"""
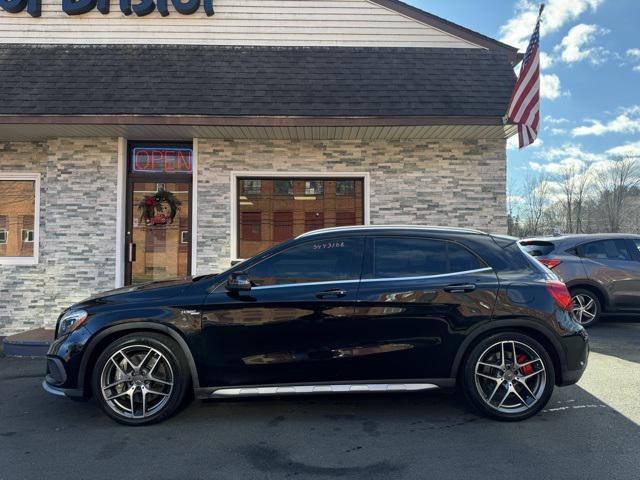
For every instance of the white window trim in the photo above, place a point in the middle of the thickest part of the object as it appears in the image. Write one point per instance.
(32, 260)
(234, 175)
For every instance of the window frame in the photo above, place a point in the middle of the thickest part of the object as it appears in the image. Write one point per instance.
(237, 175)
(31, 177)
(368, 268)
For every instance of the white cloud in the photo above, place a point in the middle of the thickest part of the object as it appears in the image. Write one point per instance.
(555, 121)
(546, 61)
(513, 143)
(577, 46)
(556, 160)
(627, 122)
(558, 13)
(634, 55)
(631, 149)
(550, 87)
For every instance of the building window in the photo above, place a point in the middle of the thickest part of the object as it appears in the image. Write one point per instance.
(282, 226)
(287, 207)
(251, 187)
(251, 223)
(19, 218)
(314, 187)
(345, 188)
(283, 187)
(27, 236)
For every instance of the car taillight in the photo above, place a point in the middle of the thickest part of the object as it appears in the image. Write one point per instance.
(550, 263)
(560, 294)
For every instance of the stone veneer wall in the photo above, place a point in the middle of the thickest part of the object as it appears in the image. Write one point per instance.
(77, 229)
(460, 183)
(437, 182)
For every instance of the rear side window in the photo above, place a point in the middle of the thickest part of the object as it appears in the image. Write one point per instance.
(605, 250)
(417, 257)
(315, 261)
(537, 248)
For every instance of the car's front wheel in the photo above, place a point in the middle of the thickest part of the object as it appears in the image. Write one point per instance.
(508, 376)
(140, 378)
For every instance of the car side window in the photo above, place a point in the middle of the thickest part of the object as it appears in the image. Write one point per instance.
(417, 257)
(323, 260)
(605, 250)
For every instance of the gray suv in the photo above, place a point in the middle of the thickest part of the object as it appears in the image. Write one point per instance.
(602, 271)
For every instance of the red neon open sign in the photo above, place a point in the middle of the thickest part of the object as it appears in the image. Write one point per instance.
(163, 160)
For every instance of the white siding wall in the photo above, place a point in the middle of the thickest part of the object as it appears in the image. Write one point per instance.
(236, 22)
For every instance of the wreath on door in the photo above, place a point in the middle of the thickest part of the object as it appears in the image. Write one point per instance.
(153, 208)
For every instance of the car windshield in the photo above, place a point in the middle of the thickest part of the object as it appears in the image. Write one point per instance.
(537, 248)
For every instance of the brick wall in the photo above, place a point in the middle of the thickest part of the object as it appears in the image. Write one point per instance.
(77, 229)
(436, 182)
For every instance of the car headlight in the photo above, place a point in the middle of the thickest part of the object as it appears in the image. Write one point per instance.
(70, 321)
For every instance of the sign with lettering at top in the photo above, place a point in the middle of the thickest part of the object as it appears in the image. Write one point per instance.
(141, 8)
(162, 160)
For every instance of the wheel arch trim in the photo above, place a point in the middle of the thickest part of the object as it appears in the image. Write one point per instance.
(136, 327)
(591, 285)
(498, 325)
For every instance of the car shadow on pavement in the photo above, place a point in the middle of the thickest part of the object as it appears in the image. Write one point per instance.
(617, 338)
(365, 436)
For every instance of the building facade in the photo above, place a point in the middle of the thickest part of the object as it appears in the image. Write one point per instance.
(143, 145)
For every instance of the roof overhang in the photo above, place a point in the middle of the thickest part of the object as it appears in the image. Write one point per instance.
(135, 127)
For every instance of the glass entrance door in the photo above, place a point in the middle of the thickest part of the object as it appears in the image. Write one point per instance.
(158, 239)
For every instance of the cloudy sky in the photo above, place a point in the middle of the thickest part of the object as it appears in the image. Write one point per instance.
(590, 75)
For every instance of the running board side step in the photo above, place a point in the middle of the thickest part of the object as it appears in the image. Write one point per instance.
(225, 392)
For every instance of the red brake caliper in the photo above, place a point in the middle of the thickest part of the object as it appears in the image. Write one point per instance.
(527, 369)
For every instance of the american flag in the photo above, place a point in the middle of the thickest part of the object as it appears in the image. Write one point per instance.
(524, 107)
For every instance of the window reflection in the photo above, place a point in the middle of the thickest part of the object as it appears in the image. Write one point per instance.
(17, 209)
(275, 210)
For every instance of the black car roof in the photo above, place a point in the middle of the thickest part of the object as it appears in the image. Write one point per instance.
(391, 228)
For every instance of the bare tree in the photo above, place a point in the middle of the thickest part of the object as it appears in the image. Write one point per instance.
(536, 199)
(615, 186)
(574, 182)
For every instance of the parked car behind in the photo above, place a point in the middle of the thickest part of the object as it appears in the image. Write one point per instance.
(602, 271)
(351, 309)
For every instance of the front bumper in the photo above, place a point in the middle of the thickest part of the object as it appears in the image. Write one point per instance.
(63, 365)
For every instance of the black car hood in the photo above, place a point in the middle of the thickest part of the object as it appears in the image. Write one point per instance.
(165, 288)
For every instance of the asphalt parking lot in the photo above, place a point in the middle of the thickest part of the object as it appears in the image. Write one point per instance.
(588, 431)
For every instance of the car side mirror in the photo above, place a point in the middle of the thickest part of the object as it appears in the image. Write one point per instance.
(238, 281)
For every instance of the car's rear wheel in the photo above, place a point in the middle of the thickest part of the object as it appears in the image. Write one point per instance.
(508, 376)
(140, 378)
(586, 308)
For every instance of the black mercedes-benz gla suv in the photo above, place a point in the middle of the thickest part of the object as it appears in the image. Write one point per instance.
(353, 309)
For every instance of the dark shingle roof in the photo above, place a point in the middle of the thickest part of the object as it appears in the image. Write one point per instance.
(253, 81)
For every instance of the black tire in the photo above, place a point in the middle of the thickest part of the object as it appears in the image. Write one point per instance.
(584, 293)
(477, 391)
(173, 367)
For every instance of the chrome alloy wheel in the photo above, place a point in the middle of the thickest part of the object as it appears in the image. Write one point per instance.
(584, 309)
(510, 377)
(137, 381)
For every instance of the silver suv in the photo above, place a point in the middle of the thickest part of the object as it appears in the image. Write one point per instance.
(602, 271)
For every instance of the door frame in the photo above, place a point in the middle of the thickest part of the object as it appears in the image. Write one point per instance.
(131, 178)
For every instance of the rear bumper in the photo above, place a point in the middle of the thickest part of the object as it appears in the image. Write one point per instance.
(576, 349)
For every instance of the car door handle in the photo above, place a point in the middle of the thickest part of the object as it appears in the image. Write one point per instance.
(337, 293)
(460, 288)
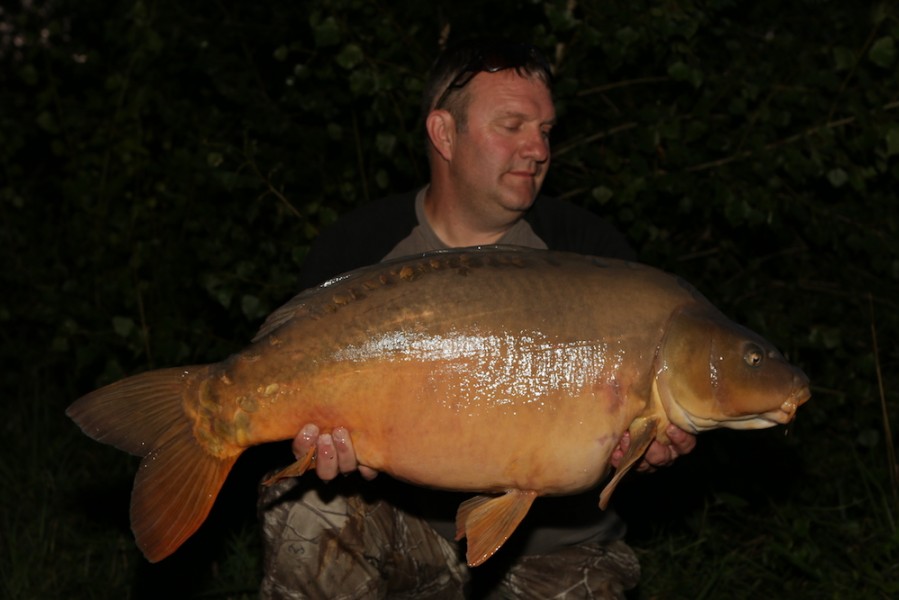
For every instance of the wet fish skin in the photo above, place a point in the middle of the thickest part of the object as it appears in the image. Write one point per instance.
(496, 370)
"""
"""
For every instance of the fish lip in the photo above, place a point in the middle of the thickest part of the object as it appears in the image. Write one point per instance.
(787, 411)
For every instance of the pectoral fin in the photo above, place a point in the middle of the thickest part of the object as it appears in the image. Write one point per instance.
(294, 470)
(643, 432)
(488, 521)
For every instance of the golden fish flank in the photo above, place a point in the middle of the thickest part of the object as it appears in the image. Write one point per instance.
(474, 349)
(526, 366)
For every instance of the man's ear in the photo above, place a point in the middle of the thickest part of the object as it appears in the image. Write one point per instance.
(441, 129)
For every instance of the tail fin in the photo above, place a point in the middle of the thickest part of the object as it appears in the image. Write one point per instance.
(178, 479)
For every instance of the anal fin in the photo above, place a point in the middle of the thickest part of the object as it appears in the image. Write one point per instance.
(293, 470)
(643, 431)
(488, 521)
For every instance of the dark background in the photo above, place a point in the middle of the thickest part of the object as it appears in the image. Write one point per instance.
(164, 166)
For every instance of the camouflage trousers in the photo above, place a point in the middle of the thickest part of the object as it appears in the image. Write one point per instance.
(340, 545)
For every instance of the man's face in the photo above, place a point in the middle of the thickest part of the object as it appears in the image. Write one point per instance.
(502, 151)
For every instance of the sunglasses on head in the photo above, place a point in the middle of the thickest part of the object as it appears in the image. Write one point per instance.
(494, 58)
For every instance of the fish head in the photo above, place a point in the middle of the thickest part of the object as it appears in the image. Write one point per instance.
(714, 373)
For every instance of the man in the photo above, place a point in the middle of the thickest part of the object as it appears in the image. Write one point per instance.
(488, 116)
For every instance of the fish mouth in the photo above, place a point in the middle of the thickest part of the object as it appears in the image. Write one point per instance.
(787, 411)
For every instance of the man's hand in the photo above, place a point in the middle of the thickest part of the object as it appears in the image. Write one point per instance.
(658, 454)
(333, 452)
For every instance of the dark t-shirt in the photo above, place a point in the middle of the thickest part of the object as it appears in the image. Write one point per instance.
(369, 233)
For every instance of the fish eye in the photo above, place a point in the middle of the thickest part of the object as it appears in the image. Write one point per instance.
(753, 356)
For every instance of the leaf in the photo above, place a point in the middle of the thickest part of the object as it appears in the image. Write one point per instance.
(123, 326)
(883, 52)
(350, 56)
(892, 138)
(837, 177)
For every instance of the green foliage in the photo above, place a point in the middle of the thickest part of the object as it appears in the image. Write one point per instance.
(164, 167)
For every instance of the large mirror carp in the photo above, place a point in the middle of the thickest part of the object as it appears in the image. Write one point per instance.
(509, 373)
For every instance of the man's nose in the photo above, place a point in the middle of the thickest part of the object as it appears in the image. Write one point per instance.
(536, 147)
"""
• _What is asked_
Return every line of the entries above that contains the word "bumper", matching case exactly.

• _The solution_
For every instance of the front bumper in the photo above, place a point in the middle of the thickest part of the object as it appears in the image. Write one point per instance.
For every instance of the rear bumper in the photo above, place a point in the middle of the thickest part of the object as it appears in the image. Write one point per instance.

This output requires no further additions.